Answer these from the enduro race preview:
1. How long is the countdown before a rider drops in over the edge of a stage?
2. How many seconds apart does the preview picture riders going down a trail?
3. What is the new race format called?
----- Article
Race Preview | Getting Set For The Les Arcs Enduro 2
For as long as enduro racing has been around it has been a real dichotomy of situations – a relatively social transition time, starkly followed by that lonely, silent 10 second countdown before dropping in over the edge of a stage and continuing the race on your own. It’s an isolated place up there on the start line, knowing for the time being it’s just you, your bike and maybe Strava who will know what goes on!
Enduro is so often defined as “just riding with your mates” or “like a social bike ride” but really that’s not the case. When do you and your mates pin it down a trail 30 seconds apart? I’d say not very often, more likely you are just meters behind your mates back wheel whooping and cheering as they ride the trail, either trying to keep up with them or on the brakes urging them to go faster! Racing enduro and riding with your mates is coming together more than ever now with the introduction of a new format of race – pair’s enduro. This type of racing could spell the end to solitary jitters at the stage start and will certainly mean that someone other than you knows what happened down that stage!
----------
----- Recorded information
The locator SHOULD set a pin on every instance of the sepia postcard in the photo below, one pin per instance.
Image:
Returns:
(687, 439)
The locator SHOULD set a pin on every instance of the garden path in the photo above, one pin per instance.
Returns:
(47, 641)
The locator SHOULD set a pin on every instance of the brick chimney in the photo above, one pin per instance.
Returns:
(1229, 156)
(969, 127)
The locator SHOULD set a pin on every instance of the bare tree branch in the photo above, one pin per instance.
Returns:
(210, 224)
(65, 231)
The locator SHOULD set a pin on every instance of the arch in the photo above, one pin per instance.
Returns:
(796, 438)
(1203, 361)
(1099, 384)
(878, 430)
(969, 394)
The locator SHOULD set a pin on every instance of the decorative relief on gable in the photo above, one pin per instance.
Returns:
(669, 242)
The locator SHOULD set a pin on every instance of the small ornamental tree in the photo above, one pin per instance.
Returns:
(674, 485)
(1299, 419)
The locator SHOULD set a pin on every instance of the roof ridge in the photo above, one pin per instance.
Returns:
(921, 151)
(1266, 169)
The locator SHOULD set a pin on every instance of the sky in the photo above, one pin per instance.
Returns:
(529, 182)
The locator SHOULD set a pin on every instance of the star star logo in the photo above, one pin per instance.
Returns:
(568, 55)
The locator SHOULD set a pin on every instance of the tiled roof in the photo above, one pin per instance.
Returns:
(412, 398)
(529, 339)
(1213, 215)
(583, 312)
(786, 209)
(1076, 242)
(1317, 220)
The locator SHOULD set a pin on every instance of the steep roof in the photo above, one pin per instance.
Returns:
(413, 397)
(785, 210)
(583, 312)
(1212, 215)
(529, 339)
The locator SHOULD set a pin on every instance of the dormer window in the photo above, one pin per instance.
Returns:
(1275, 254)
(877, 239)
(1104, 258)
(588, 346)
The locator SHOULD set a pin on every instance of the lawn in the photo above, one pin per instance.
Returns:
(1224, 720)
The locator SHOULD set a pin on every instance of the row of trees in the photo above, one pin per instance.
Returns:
----------
[Task response]
1. 10 seconds
2. 30 seconds
3. Pair's enduro